What to do :: Copy word for word everything from the start of the items down to the line containing "pixel 110 214", including that line.
:: Data for processing ::
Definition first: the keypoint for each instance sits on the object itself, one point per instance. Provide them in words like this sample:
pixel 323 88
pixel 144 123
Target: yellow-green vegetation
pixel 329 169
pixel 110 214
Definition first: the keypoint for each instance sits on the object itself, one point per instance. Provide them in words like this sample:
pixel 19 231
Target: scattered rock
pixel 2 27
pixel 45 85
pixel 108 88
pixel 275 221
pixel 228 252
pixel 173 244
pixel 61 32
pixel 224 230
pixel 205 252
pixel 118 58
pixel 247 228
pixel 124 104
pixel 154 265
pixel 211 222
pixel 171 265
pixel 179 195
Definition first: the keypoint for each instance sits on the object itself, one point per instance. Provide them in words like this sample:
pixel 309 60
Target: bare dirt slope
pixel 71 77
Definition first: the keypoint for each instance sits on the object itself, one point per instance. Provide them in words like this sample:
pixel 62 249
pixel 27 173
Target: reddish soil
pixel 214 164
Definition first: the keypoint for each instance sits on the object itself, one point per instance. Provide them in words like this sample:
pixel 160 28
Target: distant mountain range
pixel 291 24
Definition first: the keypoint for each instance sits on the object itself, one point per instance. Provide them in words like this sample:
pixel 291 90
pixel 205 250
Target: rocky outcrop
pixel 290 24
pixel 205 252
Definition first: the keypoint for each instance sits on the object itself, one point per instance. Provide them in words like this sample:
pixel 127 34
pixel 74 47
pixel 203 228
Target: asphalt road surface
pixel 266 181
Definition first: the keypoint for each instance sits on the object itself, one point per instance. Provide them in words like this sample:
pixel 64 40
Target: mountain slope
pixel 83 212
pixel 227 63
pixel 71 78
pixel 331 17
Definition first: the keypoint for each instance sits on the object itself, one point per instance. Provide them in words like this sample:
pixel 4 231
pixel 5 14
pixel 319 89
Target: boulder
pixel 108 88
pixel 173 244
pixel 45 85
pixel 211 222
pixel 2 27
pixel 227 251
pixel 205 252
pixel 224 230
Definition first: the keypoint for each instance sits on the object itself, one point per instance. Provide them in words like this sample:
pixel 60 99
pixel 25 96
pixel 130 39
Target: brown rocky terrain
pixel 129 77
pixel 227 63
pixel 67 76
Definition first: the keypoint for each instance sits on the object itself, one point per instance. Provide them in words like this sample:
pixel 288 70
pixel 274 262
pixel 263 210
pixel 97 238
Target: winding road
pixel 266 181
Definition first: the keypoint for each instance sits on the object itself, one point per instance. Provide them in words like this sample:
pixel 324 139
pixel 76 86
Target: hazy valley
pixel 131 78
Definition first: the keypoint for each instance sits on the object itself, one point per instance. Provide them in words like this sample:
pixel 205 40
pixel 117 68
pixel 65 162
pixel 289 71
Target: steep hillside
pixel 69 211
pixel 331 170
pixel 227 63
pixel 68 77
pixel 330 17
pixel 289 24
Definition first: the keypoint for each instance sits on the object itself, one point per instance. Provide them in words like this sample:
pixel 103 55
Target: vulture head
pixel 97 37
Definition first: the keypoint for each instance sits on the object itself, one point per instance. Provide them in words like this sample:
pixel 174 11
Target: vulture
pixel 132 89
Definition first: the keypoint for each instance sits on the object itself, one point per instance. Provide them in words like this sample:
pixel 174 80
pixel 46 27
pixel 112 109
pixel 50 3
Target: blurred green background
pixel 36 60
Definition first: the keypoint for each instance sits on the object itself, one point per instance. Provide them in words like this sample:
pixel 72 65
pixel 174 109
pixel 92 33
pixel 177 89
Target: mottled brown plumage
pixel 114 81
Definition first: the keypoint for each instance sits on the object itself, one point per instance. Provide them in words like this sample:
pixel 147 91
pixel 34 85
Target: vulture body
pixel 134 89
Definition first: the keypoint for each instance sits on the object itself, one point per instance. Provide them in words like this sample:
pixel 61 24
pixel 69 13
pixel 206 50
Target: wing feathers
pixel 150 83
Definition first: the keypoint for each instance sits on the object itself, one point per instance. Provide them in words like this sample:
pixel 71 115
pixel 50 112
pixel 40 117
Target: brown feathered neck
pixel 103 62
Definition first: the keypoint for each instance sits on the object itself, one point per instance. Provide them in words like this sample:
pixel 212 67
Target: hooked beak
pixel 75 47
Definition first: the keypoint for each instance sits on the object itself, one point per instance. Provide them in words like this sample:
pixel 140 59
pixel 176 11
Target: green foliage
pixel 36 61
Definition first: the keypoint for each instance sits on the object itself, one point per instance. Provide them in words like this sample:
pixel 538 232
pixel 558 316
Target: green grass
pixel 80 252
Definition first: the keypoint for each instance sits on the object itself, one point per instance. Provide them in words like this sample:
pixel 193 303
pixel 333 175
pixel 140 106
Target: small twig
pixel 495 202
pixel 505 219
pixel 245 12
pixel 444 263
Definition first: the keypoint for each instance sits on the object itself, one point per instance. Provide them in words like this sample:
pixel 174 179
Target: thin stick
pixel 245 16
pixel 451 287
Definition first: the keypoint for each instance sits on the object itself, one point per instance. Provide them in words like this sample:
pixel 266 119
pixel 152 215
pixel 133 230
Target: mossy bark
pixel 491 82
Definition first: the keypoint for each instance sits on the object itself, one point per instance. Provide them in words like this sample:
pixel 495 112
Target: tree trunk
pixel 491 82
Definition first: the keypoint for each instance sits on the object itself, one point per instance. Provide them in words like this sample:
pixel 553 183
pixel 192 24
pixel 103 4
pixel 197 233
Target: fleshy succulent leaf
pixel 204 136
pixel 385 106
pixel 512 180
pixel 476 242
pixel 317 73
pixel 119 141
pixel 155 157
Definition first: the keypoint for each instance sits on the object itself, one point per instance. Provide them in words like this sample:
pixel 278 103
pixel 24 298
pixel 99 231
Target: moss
:::
Problem solution ::
Definition first: the keypoint for each instance sits on the object itself, one point per instance. Provide them in words like this sample:
pixel 323 88
pixel 144 123
Target: yellow-green vegetation
pixel 329 169
pixel 110 214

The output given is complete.